**TEXT PASSAGE**
If each match box contains 50 matchsticks, the number of matchsticks required to fill n such boxes is
A. 50 + n

B. 50n

C. 50 ÷ n

D. 50 – n


Answer:

It is given that a box of matchsticks contains 50 matchsticks.


1 box = 50 matchsticks


For n boxes, number of matchsticks = n × 50


⇒ the number of matchsticks required to fill n such boxes = 50n


Question 2.

Amulya is x years of age now. 5 years ago her age was
A. (5 – x) years

B. (5 + x) years

C. (x – 5) years

D. (5 ÷ x) years


Answer:

The present age of Amulya is given to be x years.


⇒ her age before 5 years = (x – 5) years


Question 3.

Which of the following represents 6 × X
A. 6x

B.

C. 6 + x

D. 6 – x


Answer:

The product of 6 and x = 6x


Question 4.

Which of the following is an equation?
A. x + 1

B. x – 1

C. x – 1 = 0

D. x + 1 > 0


Answer:

An equation contain two mathematically expressions which are connected by an equal.


From the above given options, only C satisfy this definition.


Question 5.

If x takes the value 2, then the value of x + 10 is
A. 20

B. 12

C. 5

D. 8


Answer:

Given that x = 2


In x + 10, put given value of x


⇒ x + 10 = 2 + 10


⇒ x + 10 = 12


Question 6.

If the perimeter of a regular hexagon is x meters, then the length of each of its sides is
A. (x + 6) meters

B. (x ÷ 6) meters

C. (x – 6) meters

D. (6 ÷ x) meters


Answer:

We know that perimeter is the sum of the length of sides of the figure.


Given figure is a regular hexagon which states that all the six sides of it are equal to each other.


So, the perimeter of the hexagon = 6× length of side


But, given that perimeter = x meters


⇒ 6× length of side = x


Taking 6 on the other side it will be divided.


⇒ length of side = (x ÷ 6) meters


Question 7.

Which of the following equations has x = 2 as a solution?
A. x + 2 = 5

B. x – 2 = 0

C. 2x + 1 = 0

D. x + 3 = 6


Answer:

Given x = 2


Putting this value in each of the options, we check where LHS = RHS


A. x + 2 = 5


LHS = x +2 = 2 +2 =4


RHS = 5


LHS ≠RHS


B. x - 2 = 0


LHS = x - 2 = 2 - 2 = 0


RHS = 0


LHS = RHS


C. 2x + 1 = 0


LHS = 2x +1 = 2× 2 + 1=4 + 1 =5


RHS = 0


LHS ≠RHS


D. x + 3 = 6


LHS = x +3 = 2 +3 = 5


RHS = 6


LHS ≠RHS


Hence, x =2 is the solution of x-2 =0.


Question 8.

For any two integers x and y, which of the following suggests that operation of addition is commutative?
A. x + y = y + x

B. x + y > x

C. x – y = y – x

D. x × y = y × x


Answer:

Commutative means changing the order of the operands does not change the result.


From the given options


x +y = y + x, shows the commutative property in addition.


Question 9.

Which of the following equations does not have a solution in integers?

**DATASET ENTRIES**

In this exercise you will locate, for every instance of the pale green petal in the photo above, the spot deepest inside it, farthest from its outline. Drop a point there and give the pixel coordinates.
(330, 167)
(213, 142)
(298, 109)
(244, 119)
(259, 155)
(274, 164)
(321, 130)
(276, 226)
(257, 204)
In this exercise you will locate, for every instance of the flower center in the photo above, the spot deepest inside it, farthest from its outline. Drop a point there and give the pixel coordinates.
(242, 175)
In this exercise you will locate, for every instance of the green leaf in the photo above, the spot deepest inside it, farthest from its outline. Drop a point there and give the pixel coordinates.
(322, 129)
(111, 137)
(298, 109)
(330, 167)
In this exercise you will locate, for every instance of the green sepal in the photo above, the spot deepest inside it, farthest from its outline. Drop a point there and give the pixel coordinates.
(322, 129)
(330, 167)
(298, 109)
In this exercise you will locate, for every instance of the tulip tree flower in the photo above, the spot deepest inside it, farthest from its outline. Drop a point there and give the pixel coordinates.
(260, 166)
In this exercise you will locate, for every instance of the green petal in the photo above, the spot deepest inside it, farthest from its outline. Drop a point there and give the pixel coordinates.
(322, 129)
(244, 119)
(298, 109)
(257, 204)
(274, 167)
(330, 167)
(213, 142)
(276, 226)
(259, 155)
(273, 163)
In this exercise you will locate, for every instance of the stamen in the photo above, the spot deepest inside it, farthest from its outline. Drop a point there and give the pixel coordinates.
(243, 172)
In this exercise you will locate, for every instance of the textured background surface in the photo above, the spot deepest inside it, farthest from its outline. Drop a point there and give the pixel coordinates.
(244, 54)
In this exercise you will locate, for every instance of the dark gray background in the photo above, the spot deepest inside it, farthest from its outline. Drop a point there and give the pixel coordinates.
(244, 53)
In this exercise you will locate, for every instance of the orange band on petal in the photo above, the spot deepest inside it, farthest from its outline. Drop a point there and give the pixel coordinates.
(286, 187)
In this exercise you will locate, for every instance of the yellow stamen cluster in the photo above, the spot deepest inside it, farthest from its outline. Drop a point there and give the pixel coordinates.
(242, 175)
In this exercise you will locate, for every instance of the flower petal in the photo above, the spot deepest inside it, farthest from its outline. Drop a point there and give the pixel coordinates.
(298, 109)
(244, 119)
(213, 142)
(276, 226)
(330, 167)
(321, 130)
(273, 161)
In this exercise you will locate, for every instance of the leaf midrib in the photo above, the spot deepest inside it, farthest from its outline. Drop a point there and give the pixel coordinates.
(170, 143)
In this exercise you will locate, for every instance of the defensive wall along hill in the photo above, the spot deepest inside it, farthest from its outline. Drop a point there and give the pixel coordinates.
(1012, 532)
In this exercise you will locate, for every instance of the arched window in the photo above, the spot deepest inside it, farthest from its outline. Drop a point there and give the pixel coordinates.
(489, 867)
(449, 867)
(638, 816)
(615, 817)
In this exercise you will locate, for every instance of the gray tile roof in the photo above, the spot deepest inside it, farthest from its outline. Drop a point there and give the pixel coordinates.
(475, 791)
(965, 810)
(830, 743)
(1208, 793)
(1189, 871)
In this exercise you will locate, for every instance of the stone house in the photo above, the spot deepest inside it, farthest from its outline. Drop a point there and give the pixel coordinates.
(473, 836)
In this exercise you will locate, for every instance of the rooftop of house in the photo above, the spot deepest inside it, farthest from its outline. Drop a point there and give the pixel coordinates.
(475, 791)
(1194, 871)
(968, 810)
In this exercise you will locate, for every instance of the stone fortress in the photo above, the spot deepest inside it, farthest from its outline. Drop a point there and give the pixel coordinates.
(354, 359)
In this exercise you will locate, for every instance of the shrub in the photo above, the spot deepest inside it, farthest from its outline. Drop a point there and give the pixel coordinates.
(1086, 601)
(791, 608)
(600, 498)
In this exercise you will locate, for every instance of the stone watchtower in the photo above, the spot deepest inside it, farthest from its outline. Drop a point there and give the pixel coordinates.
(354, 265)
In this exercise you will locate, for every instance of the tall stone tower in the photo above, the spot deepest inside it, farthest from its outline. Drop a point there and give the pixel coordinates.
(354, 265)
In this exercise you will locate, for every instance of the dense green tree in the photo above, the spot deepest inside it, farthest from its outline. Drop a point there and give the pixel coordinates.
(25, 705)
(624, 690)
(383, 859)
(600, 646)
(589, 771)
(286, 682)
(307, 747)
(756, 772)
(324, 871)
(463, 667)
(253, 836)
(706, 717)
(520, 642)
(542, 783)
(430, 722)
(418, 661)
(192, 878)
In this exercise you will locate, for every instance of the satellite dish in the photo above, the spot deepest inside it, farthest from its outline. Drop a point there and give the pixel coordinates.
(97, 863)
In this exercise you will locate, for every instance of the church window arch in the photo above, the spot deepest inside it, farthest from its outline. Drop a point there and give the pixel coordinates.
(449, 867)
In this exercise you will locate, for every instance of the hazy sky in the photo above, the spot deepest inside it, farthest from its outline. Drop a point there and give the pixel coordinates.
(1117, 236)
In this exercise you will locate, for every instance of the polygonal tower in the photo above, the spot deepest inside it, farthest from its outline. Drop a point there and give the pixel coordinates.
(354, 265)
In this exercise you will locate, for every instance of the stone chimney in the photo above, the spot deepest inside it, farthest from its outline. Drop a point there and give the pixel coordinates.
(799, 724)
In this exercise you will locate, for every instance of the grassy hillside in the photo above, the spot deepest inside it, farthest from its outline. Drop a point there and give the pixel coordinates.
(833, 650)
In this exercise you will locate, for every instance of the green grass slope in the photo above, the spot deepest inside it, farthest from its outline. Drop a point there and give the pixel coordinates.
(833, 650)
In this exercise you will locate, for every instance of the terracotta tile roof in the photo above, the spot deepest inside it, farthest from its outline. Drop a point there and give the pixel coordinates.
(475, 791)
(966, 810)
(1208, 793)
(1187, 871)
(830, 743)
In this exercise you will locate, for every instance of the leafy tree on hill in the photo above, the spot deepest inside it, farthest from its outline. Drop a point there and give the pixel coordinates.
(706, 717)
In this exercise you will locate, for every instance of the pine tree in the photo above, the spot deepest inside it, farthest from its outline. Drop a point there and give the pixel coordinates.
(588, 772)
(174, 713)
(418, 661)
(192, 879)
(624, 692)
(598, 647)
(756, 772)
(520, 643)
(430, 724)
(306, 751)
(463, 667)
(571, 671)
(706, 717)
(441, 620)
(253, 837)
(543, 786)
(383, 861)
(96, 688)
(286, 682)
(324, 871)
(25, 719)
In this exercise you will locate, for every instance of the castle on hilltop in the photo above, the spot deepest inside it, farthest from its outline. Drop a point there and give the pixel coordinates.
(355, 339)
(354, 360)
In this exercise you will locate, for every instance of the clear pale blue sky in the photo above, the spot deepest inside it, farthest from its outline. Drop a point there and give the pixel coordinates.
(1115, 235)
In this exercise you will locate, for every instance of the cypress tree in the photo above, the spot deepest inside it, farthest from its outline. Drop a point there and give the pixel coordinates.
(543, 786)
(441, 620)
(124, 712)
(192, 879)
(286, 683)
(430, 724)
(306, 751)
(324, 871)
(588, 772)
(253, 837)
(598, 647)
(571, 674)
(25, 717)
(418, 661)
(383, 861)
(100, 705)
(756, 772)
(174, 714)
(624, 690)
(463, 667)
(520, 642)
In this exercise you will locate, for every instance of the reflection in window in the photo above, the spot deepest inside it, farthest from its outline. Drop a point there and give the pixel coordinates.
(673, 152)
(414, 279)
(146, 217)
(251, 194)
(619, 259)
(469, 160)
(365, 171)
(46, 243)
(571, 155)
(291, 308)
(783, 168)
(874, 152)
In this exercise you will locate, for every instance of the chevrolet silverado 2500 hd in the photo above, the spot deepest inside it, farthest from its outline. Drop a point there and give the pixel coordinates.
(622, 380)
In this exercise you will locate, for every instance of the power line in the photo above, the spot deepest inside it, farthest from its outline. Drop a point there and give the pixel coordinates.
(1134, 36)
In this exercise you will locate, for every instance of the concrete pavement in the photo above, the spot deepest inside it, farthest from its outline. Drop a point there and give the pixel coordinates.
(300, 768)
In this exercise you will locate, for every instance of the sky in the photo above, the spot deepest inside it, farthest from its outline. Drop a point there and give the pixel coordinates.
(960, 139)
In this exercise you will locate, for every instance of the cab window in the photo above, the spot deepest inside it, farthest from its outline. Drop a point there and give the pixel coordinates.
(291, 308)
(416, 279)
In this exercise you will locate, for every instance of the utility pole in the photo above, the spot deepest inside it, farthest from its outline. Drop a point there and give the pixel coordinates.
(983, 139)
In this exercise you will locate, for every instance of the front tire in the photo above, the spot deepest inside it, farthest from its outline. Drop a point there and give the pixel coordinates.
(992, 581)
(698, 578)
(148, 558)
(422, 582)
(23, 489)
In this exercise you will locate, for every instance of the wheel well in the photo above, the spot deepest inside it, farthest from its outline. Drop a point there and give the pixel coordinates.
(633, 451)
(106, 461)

**WHAT IS ASKED**
Copy out the algebra worksheet word for word, everything from "Commutative means changing" down to "property in addition.".

**COMPLETE ANSWER**
Commutative means changing the order of the operands does not change the result.


From the given options


x +y = y + x, shows the commutative property in addition.